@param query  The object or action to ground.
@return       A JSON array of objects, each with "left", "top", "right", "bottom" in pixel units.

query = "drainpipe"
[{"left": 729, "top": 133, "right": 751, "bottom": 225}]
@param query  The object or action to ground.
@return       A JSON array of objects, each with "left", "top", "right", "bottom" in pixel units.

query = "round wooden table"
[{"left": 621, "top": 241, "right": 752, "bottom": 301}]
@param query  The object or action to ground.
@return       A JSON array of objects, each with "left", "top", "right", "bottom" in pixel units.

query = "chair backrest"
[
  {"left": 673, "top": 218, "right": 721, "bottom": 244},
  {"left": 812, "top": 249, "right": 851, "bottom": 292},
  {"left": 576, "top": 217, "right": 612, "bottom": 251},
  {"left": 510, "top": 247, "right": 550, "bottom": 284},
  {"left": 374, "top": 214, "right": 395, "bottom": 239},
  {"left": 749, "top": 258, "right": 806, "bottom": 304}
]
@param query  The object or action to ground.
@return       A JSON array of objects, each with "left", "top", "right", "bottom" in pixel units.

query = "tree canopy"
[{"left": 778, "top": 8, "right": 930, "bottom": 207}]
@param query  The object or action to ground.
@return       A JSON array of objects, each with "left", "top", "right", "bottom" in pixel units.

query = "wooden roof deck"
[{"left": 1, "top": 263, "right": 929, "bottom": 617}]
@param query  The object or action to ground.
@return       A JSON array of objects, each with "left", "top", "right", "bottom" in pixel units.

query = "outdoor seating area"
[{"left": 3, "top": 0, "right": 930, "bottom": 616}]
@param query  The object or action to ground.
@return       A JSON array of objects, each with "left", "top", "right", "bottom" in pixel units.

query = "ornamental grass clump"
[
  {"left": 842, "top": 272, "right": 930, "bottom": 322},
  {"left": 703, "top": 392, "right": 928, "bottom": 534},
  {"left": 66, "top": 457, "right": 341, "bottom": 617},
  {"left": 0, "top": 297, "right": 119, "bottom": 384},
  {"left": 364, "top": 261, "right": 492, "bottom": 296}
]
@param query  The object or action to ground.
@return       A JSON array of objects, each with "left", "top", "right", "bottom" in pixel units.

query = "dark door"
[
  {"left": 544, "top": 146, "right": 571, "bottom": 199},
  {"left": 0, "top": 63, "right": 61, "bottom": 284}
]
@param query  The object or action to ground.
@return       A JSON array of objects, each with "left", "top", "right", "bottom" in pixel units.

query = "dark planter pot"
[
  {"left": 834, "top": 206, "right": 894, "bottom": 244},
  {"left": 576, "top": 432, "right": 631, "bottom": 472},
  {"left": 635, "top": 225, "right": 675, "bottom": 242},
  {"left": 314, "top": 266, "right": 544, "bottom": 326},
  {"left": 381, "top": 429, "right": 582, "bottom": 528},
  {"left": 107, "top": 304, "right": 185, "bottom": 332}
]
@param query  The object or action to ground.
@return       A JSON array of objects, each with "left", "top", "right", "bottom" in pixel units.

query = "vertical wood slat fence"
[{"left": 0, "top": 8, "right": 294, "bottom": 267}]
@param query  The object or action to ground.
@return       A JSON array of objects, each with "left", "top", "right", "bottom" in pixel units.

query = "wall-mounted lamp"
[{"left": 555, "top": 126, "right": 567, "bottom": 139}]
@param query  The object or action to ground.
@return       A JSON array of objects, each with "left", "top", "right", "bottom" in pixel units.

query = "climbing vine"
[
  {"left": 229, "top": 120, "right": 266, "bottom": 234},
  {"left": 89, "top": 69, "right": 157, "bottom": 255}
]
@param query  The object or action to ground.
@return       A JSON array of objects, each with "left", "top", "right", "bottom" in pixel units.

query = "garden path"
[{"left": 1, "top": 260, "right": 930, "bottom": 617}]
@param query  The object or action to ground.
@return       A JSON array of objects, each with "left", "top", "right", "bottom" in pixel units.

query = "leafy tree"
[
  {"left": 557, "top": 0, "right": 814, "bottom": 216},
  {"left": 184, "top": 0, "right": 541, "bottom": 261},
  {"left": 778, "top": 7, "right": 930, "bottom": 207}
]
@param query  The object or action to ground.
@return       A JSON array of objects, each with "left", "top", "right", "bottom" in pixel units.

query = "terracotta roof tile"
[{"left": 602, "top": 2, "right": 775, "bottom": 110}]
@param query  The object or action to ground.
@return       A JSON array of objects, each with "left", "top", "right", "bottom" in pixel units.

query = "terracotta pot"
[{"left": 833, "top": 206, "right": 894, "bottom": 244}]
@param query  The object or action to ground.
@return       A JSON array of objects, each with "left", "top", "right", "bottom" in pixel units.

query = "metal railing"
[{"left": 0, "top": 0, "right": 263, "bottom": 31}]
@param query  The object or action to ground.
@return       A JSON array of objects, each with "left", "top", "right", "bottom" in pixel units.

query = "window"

--

▶ _TASK DIRECTIONS_: The records above are to be given again in full, word for word.

▶ _WRITTEN RESPONSE_:
@param query  The object or action to ground.
@return       A JSON array of objects, each with "left", "top", "right", "bottom" in pixel units.

query = "drainpipe"
[{"left": 729, "top": 133, "right": 751, "bottom": 225}]
@param query  The object or action to ground.
@return       A JSON array of objects, each with "left", "top", "right", "bottom" in pixel units.

query = "round wooden table"
[{"left": 621, "top": 241, "right": 752, "bottom": 301}]
@param query  The object or action to ground.
@return       A JSON array of objects, each with "left", "top", "right", "bottom" in pixel units.

query = "chair backrest"
[
  {"left": 673, "top": 218, "right": 721, "bottom": 244},
  {"left": 812, "top": 249, "right": 851, "bottom": 292},
  {"left": 576, "top": 217, "right": 612, "bottom": 251},
  {"left": 510, "top": 247, "right": 550, "bottom": 284},
  {"left": 374, "top": 214, "right": 395, "bottom": 239},
  {"left": 749, "top": 258, "right": 806, "bottom": 304}
]
@param query  The object or action to ground.
@return       A JSON array of objects, each with "left", "top", "right", "bottom" in pixel units.

query = "tree canopy"
[{"left": 778, "top": 8, "right": 930, "bottom": 207}]
@param query  The object or action to ground.
@return       A JSON array of objects, each with "left", "top", "right", "bottom" in pixel units.

query = "wooden roof deck"
[{"left": 1, "top": 263, "right": 929, "bottom": 617}]
@param query  The object or action to ground.
@return       A JSON array of objects, each with "left", "top", "right", "bottom" in pixel units.

query = "outdoor seating area"
[{"left": 3, "top": 0, "right": 930, "bottom": 616}]
@param query  The object or action to ground.
@return       A JSON array of objects, each with "left", "top", "right", "bottom" in pixel units.

query = "ornamental grass clump"
[
  {"left": 842, "top": 272, "right": 930, "bottom": 322},
  {"left": 703, "top": 392, "right": 928, "bottom": 534},
  {"left": 66, "top": 457, "right": 341, "bottom": 617},
  {"left": 0, "top": 297, "right": 119, "bottom": 384},
  {"left": 364, "top": 261, "right": 492, "bottom": 296}
]
@param query  The object or action to ground.
@return       A JSON array of objects, each with "left", "top", "right", "bottom" in pixel units.

query = "dark door"
[
  {"left": 544, "top": 146, "right": 571, "bottom": 199},
  {"left": 0, "top": 63, "right": 61, "bottom": 284}
]
@param query  The object or action to ground.
@return       A JSON array of objects, each with "left", "top", "right", "bottom" in pixel units.

query = "dark planter pot"
[
  {"left": 834, "top": 206, "right": 894, "bottom": 244},
  {"left": 576, "top": 432, "right": 631, "bottom": 472},
  {"left": 635, "top": 225, "right": 675, "bottom": 242},
  {"left": 314, "top": 266, "right": 544, "bottom": 326},
  {"left": 381, "top": 429, "right": 582, "bottom": 528},
  {"left": 107, "top": 304, "right": 185, "bottom": 332}
]
@param query  The object or action to ground.
@return       A JSON array of objects, each with "left", "top", "right", "bottom" in pixel units.

query = "vertical wood slat fence"
[{"left": 0, "top": 8, "right": 294, "bottom": 267}]
@param query  The object or action to ground.
@return       A JSON array of objects, each with "left", "top", "right", "bottom" in pixel units.

query = "wall-mounted lamp"
[{"left": 555, "top": 126, "right": 567, "bottom": 139}]
@param query  The object or action to ground.
@return       A JSON array of objects, each with "left", "top", "right", "bottom" in pixel units.

query = "climbing vine"
[
  {"left": 229, "top": 120, "right": 266, "bottom": 234},
  {"left": 89, "top": 69, "right": 157, "bottom": 255}
]
@param query  The object or action to ground.
@return       A JSON array of objects, each with "left", "top", "right", "bottom" in pixel units.

query = "garden path"
[{"left": 1, "top": 260, "right": 930, "bottom": 617}]
@param query  The object or action to ground.
@return       A JSON array of objects, each with "left", "top", "right", "bottom" in pixel units.

query = "leafy tree"
[
  {"left": 557, "top": 0, "right": 814, "bottom": 216},
  {"left": 184, "top": 0, "right": 541, "bottom": 261},
  {"left": 778, "top": 7, "right": 930, "bottom": 207}
]
@param query  The object or action to ground.
@return       A JSON array of objects, each with "left", "top", "right", "bottom" in pixel units.

query = "terracotta roof tile"
[{"left": 602, "top": 2, "right": 775, "bottom": 110}]
@param query  The object or action to ground.
@return       A JSON array of objects, each with "left", "top", "right", "bottom" in pixel units.

query = "terracotta pot"
[{"left": 833, "top": 206, "right": 894, "bottom": 244}]
@param query  The object or action to ground.
@return       A JSON array of objects, each with "left", "top", "right", "bottom" in pixel units.

query = "metal railing"
[{"left": 0, "top": 0, "right": 263, "bottom": 31}]
@param query  The object or action to ground.
@return       A JSON array of objects, each with "left", "top", "right", "bottom" in pixel units.

query = "window"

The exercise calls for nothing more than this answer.